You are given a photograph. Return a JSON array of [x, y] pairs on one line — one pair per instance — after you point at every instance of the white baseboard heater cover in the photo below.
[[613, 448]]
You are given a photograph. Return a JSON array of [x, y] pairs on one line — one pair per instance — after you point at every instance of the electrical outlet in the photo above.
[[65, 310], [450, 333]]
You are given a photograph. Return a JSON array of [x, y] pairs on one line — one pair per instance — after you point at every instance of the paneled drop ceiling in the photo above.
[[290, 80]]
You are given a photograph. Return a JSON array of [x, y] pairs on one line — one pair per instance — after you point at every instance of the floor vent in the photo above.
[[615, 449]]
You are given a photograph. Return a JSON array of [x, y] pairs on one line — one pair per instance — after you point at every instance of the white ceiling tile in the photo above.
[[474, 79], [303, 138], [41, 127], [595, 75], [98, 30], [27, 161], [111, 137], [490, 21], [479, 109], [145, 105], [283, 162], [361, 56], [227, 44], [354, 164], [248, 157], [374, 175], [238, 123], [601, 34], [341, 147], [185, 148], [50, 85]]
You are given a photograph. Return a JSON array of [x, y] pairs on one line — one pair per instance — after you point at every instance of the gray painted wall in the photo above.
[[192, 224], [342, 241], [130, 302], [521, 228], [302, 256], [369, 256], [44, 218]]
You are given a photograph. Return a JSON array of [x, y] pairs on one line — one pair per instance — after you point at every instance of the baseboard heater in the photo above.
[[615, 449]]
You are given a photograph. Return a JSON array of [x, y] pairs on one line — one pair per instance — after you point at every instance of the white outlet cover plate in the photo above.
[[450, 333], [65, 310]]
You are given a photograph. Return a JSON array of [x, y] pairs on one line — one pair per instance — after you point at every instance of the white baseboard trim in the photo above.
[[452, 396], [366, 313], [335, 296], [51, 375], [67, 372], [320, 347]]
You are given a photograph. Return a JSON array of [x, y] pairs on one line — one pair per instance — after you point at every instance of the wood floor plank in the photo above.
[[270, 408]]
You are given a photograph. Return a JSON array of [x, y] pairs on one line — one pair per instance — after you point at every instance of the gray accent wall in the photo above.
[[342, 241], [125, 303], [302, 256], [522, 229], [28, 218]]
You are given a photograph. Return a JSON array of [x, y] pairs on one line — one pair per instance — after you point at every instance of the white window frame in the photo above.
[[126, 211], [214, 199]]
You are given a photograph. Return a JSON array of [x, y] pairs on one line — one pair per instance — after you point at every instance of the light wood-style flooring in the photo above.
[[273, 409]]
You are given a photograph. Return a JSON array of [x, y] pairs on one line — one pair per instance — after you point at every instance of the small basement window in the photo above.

-=-=-=-=-

• [Task to complete]:
Every entry must be retyped in full, exactly as given.

• [Written solution]:
You are given a photograph. Return a JSON array of [x, y] pairs on one line — one pair per instance — after you point at every instance of the white baseboard heater cover in the photo below.
[[613, 448]]
You are given a photograph. Return a JSON array of [x, y] pairs on one line — one pair per instance — after you point at every instance of the electrical outlet in the photo above.
[[65, 310], [450, 333]]
You are given a photograph. Return a JSON array of [x, y] pairs on one line — one pair per instance — after you point at every instance of the paneled drop ceiling in the photo above.
[[290, 80]]
You are given a photograph. Return a JSON array of [x, y] pairs on one line — one pair per instance — after you point at every instance of the floor vent in the photo above.
[[615, 449]]
You are given a photograph. Return a JSON array of [x, y] pairs on one line — one pair per instance — after you point at every instance of the white ceiling tile in the photo above.
[[474, 79], [303, 138], [41, 127], [595, 75], [98, 30], [27, 161], [111, 137], [490, 21], [479, 109], [145, 105], [283, 162], [361, 56], [227, 44], [354, 164], [248, 157], [374, 175], [238, 123], [601, 34], [341, 147], [185, 148], [50, 85]]
You are given a photograph. Return a JSON array of [x, y] pairs on one line — one pair per instance — after you point at every instance of the gray painted wall in the photo above.
[[192, 224], [342, 241], [130, 302], [521, 228], [302, 256], [369, 256], [44, 218]]
You are given a photograph. Return a JSON array of [x, y] pairs on one line — one pair per instance — after you point at every instance of the baseboard heater in the photo above.
[[615, 449]]
You are given a photograph. Return a JSON array of [x, y] pairs on one line — one pair per instance — after you point at every instance of the white outlet cover plate in the photo above.
[[450, 333], [65, 310]]
You are given a photograph. Return a JSON array of [x, y] pairs on one line — one pair per instance — after you point at every instance of the white baseboard trim in the photo above.
[[452, 396], [366, 313], [335, 296], [51, 375], [67, 372], [320, 347]]
You are given a photograph. Return a JSON array of [x, y] pairs on one line — one pair per instance — after you point at every instance of the wood floor plank in the photo above.
[[270, 408]]
You are given a photograph. Return a JSON array of [x, y] pairs on one line — one pair per instance — after you point at every instance of the gray accent wall in the photo above.
[[342, 241], [125, 303], [302, 256], [522, 229], [28, 218]]
You are given a photograph. Return a JSON array of [x, y] pairs on one line — one pair per instance — after you point at every instance of the white window frame in the photo above.
[[126, 211], [214, 199]]
You are given a photograph. Return a JSON array of [x, y] pairs on one line — one pair per instance — after you point at every instance of the light wood-style flooring in the photo above.
[[273, 409]]
You are given a photograph. Return a JSON array of [x, y] pairs on one line — one pair per instance — after you point at every instance of the small basement window in the photo above.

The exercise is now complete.